> [What the exercise asks] Count every line in the entries that holds the word "below". The reply is that count alone.

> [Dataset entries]
+--

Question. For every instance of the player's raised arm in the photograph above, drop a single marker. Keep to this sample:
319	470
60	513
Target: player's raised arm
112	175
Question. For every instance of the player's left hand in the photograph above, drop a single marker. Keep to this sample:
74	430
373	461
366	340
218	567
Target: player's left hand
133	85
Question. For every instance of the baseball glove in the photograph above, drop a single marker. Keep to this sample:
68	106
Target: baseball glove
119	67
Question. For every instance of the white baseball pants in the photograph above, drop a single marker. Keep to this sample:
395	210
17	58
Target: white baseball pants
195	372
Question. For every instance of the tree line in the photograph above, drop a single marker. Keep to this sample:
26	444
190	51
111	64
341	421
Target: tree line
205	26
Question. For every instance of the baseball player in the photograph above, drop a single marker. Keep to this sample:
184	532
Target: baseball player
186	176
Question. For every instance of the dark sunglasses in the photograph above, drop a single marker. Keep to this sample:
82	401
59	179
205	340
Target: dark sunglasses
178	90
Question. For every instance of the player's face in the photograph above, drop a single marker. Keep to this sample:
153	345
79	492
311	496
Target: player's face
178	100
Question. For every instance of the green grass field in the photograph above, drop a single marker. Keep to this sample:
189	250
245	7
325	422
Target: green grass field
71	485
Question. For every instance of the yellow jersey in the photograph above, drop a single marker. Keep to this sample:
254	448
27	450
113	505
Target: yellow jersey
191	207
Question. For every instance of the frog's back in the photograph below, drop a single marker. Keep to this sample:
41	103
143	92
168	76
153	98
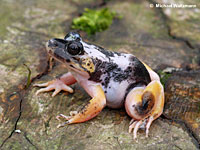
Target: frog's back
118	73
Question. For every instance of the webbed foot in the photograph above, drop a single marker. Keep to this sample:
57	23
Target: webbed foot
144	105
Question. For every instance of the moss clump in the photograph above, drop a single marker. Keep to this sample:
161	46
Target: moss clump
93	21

+--

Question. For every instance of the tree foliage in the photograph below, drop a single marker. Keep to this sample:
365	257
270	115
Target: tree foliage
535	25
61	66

+--

> [Reply to the task] 2